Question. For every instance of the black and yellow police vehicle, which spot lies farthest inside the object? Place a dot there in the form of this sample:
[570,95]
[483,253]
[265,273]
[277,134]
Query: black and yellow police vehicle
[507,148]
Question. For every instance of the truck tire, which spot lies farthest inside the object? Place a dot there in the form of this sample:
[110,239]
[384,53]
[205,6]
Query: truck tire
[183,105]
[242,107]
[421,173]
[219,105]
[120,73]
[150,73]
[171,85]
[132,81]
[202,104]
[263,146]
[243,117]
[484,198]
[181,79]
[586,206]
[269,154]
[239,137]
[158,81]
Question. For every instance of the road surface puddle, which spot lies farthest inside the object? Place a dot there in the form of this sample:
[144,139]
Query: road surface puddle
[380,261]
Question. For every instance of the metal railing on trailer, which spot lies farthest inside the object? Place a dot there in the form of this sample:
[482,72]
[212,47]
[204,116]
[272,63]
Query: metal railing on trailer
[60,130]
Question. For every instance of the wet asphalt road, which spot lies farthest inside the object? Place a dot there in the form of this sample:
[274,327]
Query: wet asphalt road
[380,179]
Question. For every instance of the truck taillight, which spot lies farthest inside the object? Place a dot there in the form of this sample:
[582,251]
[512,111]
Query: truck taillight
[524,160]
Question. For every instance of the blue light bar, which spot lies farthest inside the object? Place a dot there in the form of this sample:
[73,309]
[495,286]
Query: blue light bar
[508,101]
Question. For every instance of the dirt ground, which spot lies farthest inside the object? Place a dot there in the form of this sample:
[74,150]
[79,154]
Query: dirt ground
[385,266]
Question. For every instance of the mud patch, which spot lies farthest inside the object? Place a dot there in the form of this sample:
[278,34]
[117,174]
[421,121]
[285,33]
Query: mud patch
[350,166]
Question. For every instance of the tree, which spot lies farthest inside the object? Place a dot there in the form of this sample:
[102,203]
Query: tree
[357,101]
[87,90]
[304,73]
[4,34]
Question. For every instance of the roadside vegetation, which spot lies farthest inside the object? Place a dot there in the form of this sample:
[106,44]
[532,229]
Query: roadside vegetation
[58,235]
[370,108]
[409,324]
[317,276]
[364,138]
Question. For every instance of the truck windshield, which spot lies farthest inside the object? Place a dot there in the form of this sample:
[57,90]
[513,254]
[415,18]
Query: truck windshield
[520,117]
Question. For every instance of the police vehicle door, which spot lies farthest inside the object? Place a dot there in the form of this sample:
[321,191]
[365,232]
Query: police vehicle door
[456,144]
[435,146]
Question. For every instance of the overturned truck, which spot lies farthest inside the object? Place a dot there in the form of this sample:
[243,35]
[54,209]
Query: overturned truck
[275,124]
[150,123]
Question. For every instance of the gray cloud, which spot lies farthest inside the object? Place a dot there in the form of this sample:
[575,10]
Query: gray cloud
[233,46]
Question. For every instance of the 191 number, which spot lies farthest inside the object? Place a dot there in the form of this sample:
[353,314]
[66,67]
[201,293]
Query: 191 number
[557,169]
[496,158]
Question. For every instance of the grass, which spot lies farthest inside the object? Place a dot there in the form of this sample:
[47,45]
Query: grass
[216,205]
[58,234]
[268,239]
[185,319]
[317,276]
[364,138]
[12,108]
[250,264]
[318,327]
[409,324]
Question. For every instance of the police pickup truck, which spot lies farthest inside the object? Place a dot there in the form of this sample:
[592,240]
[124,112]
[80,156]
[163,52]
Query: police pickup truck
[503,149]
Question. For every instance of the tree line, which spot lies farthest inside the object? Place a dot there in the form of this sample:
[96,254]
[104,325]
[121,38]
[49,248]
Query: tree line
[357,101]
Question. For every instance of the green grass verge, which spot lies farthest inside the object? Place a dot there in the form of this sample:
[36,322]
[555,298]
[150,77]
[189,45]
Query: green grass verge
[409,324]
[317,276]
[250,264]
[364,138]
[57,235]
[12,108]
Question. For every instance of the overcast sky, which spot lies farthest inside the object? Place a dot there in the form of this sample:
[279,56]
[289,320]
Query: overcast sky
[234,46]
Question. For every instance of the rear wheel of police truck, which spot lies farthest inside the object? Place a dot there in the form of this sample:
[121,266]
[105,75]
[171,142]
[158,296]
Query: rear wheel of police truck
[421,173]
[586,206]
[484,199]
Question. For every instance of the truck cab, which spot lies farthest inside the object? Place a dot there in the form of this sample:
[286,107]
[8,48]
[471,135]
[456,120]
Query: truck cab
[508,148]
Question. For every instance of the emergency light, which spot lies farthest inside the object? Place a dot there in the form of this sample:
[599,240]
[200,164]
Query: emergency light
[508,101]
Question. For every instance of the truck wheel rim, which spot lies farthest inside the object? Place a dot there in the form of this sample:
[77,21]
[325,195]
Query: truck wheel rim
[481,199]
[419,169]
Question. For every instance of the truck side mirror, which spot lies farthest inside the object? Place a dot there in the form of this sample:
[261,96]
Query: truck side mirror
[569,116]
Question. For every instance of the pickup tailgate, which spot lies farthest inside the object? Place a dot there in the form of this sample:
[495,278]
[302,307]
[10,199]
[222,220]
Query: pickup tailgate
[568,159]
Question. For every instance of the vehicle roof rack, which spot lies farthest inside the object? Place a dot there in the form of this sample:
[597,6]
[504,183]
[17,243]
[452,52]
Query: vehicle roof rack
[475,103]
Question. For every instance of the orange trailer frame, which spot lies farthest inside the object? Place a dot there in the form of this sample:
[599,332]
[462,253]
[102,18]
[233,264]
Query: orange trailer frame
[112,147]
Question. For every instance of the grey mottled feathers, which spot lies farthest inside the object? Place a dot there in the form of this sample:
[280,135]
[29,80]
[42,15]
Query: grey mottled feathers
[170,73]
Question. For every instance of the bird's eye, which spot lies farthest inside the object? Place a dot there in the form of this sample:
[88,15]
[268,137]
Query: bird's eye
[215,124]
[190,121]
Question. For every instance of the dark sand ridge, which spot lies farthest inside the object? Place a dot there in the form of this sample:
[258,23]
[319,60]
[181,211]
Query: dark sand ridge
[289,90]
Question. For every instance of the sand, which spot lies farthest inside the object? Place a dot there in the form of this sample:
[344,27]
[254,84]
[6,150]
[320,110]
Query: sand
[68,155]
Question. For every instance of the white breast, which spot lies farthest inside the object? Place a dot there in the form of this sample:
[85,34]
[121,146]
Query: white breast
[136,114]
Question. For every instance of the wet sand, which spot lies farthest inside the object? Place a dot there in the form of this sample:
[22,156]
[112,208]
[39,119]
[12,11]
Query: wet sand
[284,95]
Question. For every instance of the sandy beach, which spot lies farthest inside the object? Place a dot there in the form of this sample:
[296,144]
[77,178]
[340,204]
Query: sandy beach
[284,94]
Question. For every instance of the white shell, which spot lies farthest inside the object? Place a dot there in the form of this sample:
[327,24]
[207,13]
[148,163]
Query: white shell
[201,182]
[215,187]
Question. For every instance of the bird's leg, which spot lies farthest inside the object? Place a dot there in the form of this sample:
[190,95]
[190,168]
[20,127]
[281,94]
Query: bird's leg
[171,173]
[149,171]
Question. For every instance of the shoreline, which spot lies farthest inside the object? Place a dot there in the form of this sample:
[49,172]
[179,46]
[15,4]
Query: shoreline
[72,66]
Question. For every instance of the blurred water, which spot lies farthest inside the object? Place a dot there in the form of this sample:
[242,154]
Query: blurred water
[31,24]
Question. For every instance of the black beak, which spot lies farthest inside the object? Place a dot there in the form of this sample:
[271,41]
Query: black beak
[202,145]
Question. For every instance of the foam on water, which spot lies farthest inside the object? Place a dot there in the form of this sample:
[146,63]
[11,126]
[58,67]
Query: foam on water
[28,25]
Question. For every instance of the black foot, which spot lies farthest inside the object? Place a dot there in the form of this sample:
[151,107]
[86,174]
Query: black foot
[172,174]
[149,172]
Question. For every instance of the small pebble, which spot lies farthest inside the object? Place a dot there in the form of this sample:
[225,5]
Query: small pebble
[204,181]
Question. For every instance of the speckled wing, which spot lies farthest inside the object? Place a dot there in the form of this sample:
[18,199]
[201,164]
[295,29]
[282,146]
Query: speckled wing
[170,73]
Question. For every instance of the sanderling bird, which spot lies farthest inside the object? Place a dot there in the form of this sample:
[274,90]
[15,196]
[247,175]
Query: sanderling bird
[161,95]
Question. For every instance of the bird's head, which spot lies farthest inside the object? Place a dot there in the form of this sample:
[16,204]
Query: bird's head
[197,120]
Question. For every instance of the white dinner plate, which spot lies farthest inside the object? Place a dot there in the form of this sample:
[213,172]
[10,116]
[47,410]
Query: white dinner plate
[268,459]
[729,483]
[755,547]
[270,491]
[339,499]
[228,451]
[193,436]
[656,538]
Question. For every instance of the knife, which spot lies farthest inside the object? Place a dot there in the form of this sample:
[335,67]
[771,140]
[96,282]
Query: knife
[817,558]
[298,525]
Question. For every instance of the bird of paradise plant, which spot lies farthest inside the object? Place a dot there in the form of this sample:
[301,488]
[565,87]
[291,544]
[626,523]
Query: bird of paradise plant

-.-.-

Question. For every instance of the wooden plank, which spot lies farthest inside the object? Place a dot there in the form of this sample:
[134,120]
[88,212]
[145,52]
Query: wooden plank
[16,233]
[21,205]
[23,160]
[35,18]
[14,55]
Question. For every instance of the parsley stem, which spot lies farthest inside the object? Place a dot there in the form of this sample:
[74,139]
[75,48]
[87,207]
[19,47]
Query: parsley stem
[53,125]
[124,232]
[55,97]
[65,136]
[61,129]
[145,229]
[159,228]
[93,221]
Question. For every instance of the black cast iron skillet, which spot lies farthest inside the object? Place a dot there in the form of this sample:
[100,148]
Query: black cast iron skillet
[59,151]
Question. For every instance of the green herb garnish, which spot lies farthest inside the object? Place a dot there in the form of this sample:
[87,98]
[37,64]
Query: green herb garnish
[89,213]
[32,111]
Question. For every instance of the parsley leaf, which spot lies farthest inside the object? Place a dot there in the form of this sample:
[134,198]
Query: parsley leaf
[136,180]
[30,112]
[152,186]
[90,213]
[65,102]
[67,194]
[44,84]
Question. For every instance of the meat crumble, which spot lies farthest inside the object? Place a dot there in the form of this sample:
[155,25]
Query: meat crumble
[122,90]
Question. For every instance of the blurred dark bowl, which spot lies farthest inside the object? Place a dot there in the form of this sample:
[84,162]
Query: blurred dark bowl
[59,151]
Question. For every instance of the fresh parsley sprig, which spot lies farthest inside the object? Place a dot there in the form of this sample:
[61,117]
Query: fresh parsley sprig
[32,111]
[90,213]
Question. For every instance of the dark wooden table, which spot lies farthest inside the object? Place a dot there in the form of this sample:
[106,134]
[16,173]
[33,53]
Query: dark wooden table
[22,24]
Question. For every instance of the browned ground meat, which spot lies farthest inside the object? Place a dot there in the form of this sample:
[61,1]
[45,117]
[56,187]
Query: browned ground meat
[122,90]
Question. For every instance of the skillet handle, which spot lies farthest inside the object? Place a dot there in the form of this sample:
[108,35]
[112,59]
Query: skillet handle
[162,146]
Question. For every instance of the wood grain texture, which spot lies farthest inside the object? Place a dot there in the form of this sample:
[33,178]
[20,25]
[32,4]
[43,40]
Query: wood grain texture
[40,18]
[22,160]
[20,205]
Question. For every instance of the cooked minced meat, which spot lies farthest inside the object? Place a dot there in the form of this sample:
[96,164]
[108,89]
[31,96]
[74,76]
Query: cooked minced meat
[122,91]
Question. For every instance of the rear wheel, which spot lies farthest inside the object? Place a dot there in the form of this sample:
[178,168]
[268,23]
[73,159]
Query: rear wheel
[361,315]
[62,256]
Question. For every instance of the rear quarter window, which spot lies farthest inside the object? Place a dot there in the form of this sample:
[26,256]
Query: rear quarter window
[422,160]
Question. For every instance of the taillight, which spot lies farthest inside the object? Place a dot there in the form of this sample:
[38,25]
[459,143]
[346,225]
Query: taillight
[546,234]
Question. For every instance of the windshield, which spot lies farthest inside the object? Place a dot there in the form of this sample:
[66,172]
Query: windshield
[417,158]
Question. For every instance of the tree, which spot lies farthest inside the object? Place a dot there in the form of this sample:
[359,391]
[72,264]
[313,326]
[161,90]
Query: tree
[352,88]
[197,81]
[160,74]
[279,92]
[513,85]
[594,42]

-.-.-

Task statement:
Scan the material above for the string "paradise", returning each line that contains it.

Written solution:
Question. For every instance of the bird of paradise plant, which spot lies farthest inside the object? Place a dot there in the form of this sample:
Query: bird of paradise plant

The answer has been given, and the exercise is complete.